• CONSEGNA SCRITTA 1: Estrai dalla testimonianza sul carcere qui sotto il passo che va da "Frequento da un" fino a "di ogni male." compreso, riportandolo parola per parola.

Avevo preparato un intervento da fare durante il convegno, e volevo presentarmi dicendo di essere albanese. Ma, quando mi trovo di fronte agli studenti, spesso mi viene voglia di omettere questo particolare e raccontare la mia storia come se fossi un italiano oppure uno qualsiasi, un apolide. Anche perché ormai vivo in Italia da diciotto anni e il percorso che da qualche anno mi ha portato in carcere potrebbe essere la storia di una qualsiasi persona, indipendentemente dal luogo di nascita. Ho commesso un reato legato al mercato degli stupefacenti. Avevo la fortuna di avere due lavori, di giorno lavoravo in fabbrica e di sera facevo il cameriere, ma aspiravo ad un tenore di vita ancora più alto e questo mi ha portato a prestarmi a fare cose che credevo fossero innocue - passare un numero di telefono non è certo un crimine, ma se nel corso della telefonata si parla di stupefacenti non si può più negare la complicità.

Frequento da un anno la redazione di Ristretti Orizzonti, dove ho partecipato a tutti gli incontri con gli studenti che si svolgono all’interno del carcere. Una delle domande che frequentemente gli studenti ci fanno, è quella che riguarda i rapporti con i nostri famigliari. Non è facile rispondere, perché, ogni volta che parlo della mia famiglia e della mia storia mi emoziono e ho difficoltà come se fosse la prima volta. Quando racconto che entrambi i miei genitori sono insegnanti e mia sorella è laureata, vedo stupore nelle facce dei ragazzi. Forse questo stupore è dovuto alla demonizzazione e alle generalizzazioni che di solito si fanno nei confronti degli stranieri, dipingendoli tutti come la fonte di ogni male.

• DATI FORNITI:
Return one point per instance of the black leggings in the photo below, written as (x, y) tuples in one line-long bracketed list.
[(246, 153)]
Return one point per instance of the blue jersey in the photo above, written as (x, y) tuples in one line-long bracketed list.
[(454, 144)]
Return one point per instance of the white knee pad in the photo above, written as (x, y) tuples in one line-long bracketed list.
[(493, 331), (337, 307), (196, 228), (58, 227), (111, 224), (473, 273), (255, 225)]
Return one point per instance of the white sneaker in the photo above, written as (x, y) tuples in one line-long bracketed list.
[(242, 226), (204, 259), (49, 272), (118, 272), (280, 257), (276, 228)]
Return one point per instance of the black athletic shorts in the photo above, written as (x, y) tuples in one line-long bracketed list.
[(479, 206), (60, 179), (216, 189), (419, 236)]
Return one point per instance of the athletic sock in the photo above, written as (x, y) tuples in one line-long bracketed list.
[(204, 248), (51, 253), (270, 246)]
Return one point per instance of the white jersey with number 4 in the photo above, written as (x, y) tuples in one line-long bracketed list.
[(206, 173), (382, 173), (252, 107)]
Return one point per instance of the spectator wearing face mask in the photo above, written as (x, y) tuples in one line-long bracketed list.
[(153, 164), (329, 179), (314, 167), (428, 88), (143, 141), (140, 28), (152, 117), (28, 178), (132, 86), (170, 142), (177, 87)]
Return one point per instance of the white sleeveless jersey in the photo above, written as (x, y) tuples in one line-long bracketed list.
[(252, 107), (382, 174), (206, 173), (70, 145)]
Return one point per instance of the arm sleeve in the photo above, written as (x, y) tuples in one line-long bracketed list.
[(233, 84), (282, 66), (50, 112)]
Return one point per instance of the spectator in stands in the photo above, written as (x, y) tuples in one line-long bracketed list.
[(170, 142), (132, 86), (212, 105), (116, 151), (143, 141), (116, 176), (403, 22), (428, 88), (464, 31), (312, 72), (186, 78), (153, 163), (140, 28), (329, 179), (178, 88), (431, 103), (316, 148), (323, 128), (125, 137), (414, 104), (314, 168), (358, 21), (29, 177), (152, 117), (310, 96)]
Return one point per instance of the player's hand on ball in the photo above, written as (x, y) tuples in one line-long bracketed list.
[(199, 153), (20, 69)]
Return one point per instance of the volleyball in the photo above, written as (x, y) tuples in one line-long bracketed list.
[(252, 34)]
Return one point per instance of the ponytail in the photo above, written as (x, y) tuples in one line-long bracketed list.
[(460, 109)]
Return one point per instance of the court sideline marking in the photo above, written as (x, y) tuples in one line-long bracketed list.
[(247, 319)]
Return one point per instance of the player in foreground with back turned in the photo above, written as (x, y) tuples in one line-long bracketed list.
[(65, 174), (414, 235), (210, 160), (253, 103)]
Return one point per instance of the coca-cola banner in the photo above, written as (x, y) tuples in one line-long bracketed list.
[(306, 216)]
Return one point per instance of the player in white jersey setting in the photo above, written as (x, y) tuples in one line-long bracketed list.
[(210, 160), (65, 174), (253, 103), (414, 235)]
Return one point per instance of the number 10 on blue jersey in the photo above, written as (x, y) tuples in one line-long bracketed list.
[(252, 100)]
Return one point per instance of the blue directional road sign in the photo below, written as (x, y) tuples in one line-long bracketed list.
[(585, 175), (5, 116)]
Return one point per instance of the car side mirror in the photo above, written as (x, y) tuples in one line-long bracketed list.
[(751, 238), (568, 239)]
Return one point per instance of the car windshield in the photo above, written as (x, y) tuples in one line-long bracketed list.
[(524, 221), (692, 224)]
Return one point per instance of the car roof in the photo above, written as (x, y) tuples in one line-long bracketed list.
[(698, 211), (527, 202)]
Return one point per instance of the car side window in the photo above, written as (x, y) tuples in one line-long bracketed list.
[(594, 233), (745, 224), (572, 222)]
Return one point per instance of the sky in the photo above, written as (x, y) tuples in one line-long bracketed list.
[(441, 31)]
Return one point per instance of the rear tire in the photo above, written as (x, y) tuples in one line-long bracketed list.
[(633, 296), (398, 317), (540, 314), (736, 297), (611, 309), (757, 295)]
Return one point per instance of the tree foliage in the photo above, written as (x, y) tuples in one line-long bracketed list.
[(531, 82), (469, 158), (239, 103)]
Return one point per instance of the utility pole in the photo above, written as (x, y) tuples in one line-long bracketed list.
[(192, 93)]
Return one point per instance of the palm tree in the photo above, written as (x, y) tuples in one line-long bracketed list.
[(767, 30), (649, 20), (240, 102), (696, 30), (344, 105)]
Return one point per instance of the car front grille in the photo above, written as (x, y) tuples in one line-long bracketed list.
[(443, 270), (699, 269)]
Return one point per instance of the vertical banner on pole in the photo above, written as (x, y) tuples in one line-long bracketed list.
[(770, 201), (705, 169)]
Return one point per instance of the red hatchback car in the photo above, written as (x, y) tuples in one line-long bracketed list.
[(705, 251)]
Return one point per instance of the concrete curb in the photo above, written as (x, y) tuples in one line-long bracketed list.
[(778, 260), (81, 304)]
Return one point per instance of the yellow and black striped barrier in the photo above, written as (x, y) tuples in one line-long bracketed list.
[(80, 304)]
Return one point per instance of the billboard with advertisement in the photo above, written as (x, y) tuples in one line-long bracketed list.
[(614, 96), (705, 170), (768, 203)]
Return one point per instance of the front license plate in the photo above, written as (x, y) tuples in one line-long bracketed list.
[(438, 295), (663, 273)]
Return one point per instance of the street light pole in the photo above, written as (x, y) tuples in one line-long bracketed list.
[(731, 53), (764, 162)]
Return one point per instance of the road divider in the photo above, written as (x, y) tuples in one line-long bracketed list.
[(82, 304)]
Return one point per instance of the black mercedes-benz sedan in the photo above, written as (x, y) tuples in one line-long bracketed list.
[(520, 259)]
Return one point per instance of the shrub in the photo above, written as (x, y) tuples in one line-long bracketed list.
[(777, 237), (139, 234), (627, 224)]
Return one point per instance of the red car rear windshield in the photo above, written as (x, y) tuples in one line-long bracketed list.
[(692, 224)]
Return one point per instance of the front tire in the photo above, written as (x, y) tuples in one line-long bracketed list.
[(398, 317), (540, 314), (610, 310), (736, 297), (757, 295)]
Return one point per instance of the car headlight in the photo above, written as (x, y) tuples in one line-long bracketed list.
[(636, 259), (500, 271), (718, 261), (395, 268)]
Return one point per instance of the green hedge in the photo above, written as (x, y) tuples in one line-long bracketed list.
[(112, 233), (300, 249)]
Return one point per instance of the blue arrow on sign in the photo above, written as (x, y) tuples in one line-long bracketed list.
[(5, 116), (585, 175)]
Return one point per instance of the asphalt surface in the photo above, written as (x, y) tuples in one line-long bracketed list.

• CONSEGNA SCRITTA 2: Conta le righe dei record qui sopra in cui compare la stringa "athletic", distinguendo tra maiuscole e minuscole. Scrivi per favore soltanto il numero.

• RISULTATO DELL'ESERCIZIO 1:
Frequento da un anno la redazione di Ristretti Orizzonti, dove ho partecipato a tutti gli incontri con gli studenti che si svolgono all’interno del carcere. Una delle domande che frequentemente gli studenti ci fanno, è quella che riguarda i rapporti con i nostri famigliari. Non è facile rispondere, perché, ogni volta che parlo della mia famiglia e della mia storia mi emoziono e ho difficoltà come se fosse la prima volta. Quando racconto che entrambi i miei genitori sono insegnanti e mia sorella è laureata, vedo stupore nelle facce dei ragazzi. Forse questo stupore è dovuto alla demonizzazione e alle generalizzazioni che di solito si fanno nei confronti degli stranieri, dipingendoli tutti come la fonte di ogni male.

• RISULTATO DELL'ESERCIZIO 2: 2